Extrait choisi >>
════

Cependant que certains ont déduit du fait qu’il ne s’était pas approché du tout des épousées que cet état de choses devait se placer dans le fait qu’il était d’un niveau spirituel tel que le mariage ne lui convenait pas, d’autant plus qu’il passait beaucoup de temps à s’isoler et à se mortifier.

Il n’adhéra pas aux enseignements des Cabbalistes en renom que tous les cabalistes de l’époque suivaient à savoir: Rabbi Moshé Cordovéro (le Ramak) et le Ari zal, il se contentait de suivre sa propre doctrine qui consista en permettant des interdits et en rédigeant de nouveaux décrets désirant opérer une « correction » ou un amendement du monde avant que ne se dévoile le Messie.

Il poussa jusqu’à soutenir qu’il existait deux divinités distinctes !! C’est sur ce point entre autres qu’il est incompréhensible qu’il ait été suivi par des « partisans » et que le public n’ait pas saisi qu’ils avaient affaire à un esprit perturbé !!!

Shabbetaï Tzvi jouit d’une notoriété particulière sur tous les autres faux-messies qui se distinguèrent au long de l’histoire juive.

Ses adeptes créèrent un mouvement de sabbatéens qui persista jusqu’au XVIII ème siècle… et certains prétendent que des sabbatéens existent encore aujourd’hui !!!

════

Consigne >>
Reproduisez à l'identique le passage de l'extrait choisi allant de « Il n’adhéra pas » à « dévoile le Messie. ».

Données >>
════

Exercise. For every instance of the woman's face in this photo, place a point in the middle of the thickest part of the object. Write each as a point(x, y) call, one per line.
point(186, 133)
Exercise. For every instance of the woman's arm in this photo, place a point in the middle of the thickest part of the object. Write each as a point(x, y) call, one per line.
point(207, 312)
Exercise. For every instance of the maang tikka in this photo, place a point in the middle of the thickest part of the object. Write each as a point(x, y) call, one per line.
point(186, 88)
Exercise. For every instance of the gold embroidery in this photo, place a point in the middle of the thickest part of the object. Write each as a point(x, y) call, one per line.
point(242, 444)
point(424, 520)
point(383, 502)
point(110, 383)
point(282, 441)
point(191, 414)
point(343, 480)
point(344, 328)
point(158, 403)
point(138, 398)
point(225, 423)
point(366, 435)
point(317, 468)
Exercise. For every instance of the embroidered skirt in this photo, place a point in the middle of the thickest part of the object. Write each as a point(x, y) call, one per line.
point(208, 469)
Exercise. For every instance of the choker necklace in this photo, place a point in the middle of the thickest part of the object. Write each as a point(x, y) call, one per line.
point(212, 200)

════

Sortie >>
Il n’adhéra pas aux enseignements des Cabbalistes en renom que tous les cabalistes de l’époque suivaient à savoir: Rabbi Moshé Cordovéro (le Ramak) et le Ari zal, il se contentait de suivre sa propre doctrine qui consista en permettant des interdits et en rédigeant de nouveaux décrets désirant opérer une « correction » ou un amendement du monde avant que ne se dévoile le Messie.